[SOBRE A TAREFA] Escreva a continuação do texto sobre a fiscalização dos serviços notariais e de registro, começando logo depois do último trecho apresentado.

[TRECHO DO DOCUMENTO]
+ + + + + + +
Em verdade, o ente fiscalizador não deverá intervir apenas quando o serviço não estiver a contento do público. Corresponder às expectativas dos usuários pode ser algo muito fugaz. Deve-se, no entanto, buscar atender ao interesse da coletividade. Isso porque a atividade notarial e registral é caracterizada, muitas vezes, pela negativa da instrumentalização da vontade ou das vontades das partes. A expectativa dos usuários, nestes casos, é frustrada. A legalidade que orienta tais serviços impede a realização da vontade das partes. Condutas ilícitas, ou em desconformidade ao direito merecem ser repudiadas. Portanto, a fiscalização não deve apenas se atendar ao grau de satisfação do usuário do serviço, que muitas vezes pode não ser um bom termômetro para medir o grau de eficiência, segurança, adequação, moralidade, impessoalidade e etc, de tais serviços. Pelo contrário, deve servir como um indicador da atividade fiscalizadora, mas não o único instrumento de avaliação.

E quando se fala em fiscalização das atividades notariais e de registro, deve-se ter em mente que esta não pode ser confundida com ingerência. Ao Poder Judiciário é conferido o poder de fiscalização, o que inclui o de regulação.

Da mesma forma que aos Tabeliães e aos Registradores é aplicada uma série de restrições a atuação, ao Estado também foram definidos os limites da fiscalização.

O já citado art. 21 da Lei nº 8.935/94 é um dos limites aplicáveis ao Poder Judiciário, no exercício da atividade fiscalizadora.

A independência é uma garantia aos titulares das delegações públicas em comento. E essa independência pode ser dividia em administrativa e jurídica.

A primeira define a forma de gestão da atividade concedida. Ao profissional compete a gestão administrativa e financeira da unidade. Assim, as regras internas, o número de empregados, o número de substitutos, a quantidade de equipamentos de informática, o local de instalação da sede do serviço (em alguns Estados, a própria lei estadual de criação determinação o local), a cor do ambiente, o papel utilizado, o uniforme, enfim, praticamente toda a parte administrativa da unidade compete ao Oficial delegado.

Como já exposto acima, isso configura uma garantia para o próprio Estado, que se isenta de qualquer relação de gestão frente à unidade. Obviamente que o titular da delegação deve respeitar as leis aplicáveis aos empregados, aos consumidores, normas municipais de posturas e etc. E isso está diretamente ligado à gestão privada. A independência sempre vem acompanhada de responsabilidades.

Ainda, a independência pode ser configurada sob o aspecto jurídico. O art. 28 da Lei nº 8.935/94 positiva tal característica:

“Art. 28. Os notários e oficiais de registro gozam de independência no exercício de suas atribuições, têm direito à percepção dos emolumentos integrais pelos atos praticados na serventia e só perderão a delegação nas hipóteses previstas em lei”.
+ + + + + + +
[TRECHO DOS DADOS]
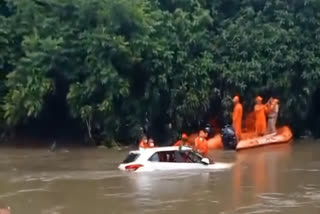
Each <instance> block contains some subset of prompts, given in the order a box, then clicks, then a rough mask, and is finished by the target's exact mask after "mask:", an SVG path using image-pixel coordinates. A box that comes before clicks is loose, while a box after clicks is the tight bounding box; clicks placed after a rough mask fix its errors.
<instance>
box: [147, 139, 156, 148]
mask: <svg viewBox="0 0 320 214" xmlns="http://www.w3.org/2000/svg"><path fill="white" fill-rule="evenodd" d="M148 146H149V147H148V148H154V147H155V145H154V140H153V139H152V138H149V140H148Z"/></svg>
+ + + + + + +
[RESULTADO DA TAREFA]
Daí é extraída a noção de que para o exercício da atividade notarial e de registro é assegurada a independência em relação às atribuições que lhes são peculiares. Significa que não pode haver interferências no exercício da função. É uma garantia para o livre exercício de tais funções, sem que se submeta a sucumbir às pressões de quem quer que seja.

Novamente, Ricardo Dip brilhantemente leciona:

“O modelo de independência jurídica do registrador e do notário, como foi antecipado, ajusta-se, entre nós, ao direito posto: notário e oficial de registro são ‘profissionais do direito’, ‘dotados de fé pública’ (art. 3º, Lei 8.935, de 18.11.1994), gozando ‘de independência no exercício de suas atribuições’ (art. 28, Lei cit.). Daí que, submetidos à legalidade, têm o dever de observar ‘as normas técnicas estabelecidas’ pelo Poder que o fiscaliza (inc. XIV, art. 30, Lei cit.). Esse modelo, fundado em uma sólida teoria dos saberes jurídicos, corroborado pela tradição e compaginado, pois, com o direito posto – incluso o constitucional -, não se compatibiliza, é verdade, com o fato da poietização da profissão jurídica dos notários e registradores, nem com o fato da administravização do objeto jurídico primeiro de sua tarefa: a autonomia de vontades contratantes, no caso dos notários, e a propriedade privada, no dos registradores. Tampouco o paradigma da independência jurídica de oficiais de registro e tabeliães e acomodável ao fato de comumente entender-se que a mais rigorosa das punições administrativas a eles cominadas, a perda de delegação, esteja ligada a um simplíssimo elemento normativo de tipo – a falta grave -, sem menção da conduta que o carregue” (DIP, Ricardo Henry Marques. O paradigma da independência jurídica dos registradores e dos notários. Revista de Direito Imobiliário n. 42, set/dez de 1997. – São Paulo : Revista dos Tribunais, página 5).

E a independência jurídica também diz respeito à qualificação dos atos judiciais. O Tabelião e Registrador devem decidir sempre pela legalidade, mesmo que estejam realizando determinado ato sob autorização, solicitação, requisição ou determinação judicial. A negativa da prática do ato é ínsita à atividade jurídica. A qualificação notarial e registral é o meio pelo qual o profissional analisará a legalidade do ato. Se legal, praticasse o ato desejado pela parte. Se ilegal, rejeitasse a pratica, expondo os motivos da negativa. Sem consequências maiores do que a revisão judicial-administrativa de seus atos. Essa é a verdadeira independência jurídica dos notários e dos registradores: a consequência de seus atos deve estar restrita aos limites dos procedimentos legalmente previstos para a insurgência dos usuários. Não há que se falar em responsabilidade disciplinar do oficial que pratica atos em conformidade com o direito.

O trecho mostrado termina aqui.